* [Extract]
....

Hi everybody, this is Julien from Arcee. In a previous video, I showed you how to build a simple retrieval augmented generation chatbot using open source libraries. In this video, we're going to scale things up a bit and instead of using the Facebook face library for embeddings, we're going to use Amazon OpenSearch Serverless. A managed service that should help us scale our solution, and we'll work with a slightly bigger dataset instead of just indexing three PDF files like in the previous video. Let's get to work.
The high-level architecture is still the same. We have an ingestion process, and this time we'll ingest a Hugging Face dataset containing news articles. We'll use an embedding model, store embeddings into Amazon OpenSearch Serverless, and query those embeddings to retrieve useful content. We'll put everything into a prompt and feed that to our LLM. I will still use the Mistral 7B model hosted on SageMaker. The high-level architecture is the same, but our search infrastructure is now much more scalable, managed, and resilient instead of just using Facebook face inside a notebook.

....

(Referring expression data)
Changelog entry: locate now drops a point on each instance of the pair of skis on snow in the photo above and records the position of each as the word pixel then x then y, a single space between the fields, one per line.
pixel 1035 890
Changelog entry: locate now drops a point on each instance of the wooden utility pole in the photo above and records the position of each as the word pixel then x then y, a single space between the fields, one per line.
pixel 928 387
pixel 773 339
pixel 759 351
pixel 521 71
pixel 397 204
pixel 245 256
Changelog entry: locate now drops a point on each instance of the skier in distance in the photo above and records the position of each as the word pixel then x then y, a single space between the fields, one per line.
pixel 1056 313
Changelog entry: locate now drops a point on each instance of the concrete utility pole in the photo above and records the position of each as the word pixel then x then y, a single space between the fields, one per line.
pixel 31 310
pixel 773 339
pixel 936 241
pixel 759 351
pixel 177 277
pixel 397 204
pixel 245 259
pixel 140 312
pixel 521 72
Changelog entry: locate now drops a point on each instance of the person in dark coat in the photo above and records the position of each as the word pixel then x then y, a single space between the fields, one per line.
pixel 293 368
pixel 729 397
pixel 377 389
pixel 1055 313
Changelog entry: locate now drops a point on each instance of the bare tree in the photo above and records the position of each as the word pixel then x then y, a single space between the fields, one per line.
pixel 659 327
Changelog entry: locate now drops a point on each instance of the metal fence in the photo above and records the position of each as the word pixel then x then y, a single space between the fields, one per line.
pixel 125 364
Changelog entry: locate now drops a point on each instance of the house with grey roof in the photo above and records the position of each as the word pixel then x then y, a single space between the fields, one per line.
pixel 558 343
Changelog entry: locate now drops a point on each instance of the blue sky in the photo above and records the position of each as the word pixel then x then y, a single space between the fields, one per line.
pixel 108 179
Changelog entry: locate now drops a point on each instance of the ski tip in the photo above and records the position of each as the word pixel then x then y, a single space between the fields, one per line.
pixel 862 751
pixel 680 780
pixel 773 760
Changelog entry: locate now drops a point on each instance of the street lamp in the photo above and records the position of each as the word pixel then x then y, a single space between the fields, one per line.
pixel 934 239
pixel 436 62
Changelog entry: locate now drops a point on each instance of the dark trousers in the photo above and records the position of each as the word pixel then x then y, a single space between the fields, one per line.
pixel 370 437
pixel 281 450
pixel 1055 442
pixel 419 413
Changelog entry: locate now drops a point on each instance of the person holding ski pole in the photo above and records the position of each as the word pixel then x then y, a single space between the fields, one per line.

....

* [Assignment]
Output the passage of the transcript from "The high-level architecture is still" to "inside a notebook.", word for word. This listing comes from a separate source.

* [Answer section]
The high-level architecture is still the same. We have an ingestion process, and this time we'll ingest a Hugging Face dataset containing news articles. We'll use an embedding model, store embeddings into Amazon OpenSearch Serverless, and query those embeddings to retrieve useful content. We'll put everything into a prompt and feed that to our LLM. I will still use the Mistral 7B model hosted on SageMaker. The high-level architecture is the same, but our search infrastructure is now much more scalable, managed, and resilient instead of just using Facebook face inside a notebook.